= What to do =
Reproduce each line from the records that holds "then".

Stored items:
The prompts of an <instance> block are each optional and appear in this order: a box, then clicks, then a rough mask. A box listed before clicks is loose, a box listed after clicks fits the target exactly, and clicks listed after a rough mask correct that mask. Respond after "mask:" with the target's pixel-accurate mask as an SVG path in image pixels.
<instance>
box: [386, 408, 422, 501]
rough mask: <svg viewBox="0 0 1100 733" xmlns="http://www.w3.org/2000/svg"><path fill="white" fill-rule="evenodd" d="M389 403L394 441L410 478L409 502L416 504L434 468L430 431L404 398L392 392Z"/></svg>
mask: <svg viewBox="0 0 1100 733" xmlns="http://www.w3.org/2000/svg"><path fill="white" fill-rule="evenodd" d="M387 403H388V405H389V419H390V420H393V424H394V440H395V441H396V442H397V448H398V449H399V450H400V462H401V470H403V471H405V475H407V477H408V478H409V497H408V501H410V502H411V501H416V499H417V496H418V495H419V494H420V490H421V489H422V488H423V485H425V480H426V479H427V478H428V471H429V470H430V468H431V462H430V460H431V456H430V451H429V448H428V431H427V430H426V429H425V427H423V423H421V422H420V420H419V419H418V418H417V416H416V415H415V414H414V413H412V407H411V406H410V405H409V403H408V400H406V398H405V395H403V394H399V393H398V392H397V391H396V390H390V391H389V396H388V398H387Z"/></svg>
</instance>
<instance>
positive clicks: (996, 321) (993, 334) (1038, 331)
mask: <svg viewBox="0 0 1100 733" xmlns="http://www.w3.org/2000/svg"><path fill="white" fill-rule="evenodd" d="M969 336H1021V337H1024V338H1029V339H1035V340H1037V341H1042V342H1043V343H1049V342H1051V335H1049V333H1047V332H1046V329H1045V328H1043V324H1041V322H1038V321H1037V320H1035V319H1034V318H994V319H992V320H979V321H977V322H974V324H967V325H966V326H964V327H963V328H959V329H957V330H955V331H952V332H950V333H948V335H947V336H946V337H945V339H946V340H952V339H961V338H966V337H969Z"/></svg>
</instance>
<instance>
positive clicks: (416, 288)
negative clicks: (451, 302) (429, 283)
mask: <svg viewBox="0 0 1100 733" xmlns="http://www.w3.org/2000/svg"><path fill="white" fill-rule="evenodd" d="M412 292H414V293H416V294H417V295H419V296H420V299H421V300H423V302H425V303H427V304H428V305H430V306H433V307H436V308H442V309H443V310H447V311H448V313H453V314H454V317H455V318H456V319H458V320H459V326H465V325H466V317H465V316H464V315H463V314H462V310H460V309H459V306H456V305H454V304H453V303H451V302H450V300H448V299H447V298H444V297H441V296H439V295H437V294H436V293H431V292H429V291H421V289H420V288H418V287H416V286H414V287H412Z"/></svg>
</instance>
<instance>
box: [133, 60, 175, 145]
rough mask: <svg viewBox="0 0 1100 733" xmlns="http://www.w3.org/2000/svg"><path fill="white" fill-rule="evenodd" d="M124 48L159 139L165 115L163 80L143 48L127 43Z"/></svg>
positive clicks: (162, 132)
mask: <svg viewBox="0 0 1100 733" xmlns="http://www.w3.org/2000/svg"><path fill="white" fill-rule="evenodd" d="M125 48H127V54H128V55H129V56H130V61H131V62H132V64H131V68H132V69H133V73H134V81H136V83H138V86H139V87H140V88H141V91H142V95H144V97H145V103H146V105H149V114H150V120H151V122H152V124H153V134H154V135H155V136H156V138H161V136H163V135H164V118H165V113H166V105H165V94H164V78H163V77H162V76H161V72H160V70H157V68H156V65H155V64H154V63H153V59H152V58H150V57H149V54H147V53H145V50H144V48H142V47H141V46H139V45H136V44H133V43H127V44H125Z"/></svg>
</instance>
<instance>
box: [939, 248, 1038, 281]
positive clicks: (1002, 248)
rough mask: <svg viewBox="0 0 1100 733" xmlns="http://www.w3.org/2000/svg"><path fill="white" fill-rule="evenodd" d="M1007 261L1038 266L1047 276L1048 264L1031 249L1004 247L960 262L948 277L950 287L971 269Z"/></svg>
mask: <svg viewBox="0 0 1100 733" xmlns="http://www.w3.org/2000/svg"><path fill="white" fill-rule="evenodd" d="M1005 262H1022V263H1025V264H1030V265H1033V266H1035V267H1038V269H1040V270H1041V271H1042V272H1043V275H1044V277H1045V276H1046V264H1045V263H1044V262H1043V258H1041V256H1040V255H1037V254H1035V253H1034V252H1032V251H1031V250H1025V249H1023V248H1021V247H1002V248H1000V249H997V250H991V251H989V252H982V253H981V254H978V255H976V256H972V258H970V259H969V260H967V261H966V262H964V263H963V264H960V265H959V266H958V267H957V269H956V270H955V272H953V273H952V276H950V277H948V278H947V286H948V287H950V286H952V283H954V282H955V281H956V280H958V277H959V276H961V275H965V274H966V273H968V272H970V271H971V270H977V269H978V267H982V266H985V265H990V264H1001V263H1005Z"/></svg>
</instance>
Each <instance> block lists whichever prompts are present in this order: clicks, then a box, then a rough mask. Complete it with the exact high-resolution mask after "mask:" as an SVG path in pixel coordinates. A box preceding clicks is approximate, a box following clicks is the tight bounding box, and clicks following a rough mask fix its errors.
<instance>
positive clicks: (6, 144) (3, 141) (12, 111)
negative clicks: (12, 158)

= Your response =
The prompts of an <instance> block are each optional and appear in this order: a box, then clicks, then a rough mask. A box listed before clicks is loose, a box listed after clicks fits the target exactly, and clicks listed after a rough mask correct that mask. Respond after "mask:" with the target's pixel-accurate mask as an SVG path in image pixels.
Each <instance> block lists whichever prompts are present in this order: clicks, then a box, then a rough mask. Complete it with the exact high-resolution mask after "mask:" as an SVG path in pixel coordinates. A box preceding clicks is approximate, a box following clicks is the tight bounding box, and clicks following a rough mask fix its errors.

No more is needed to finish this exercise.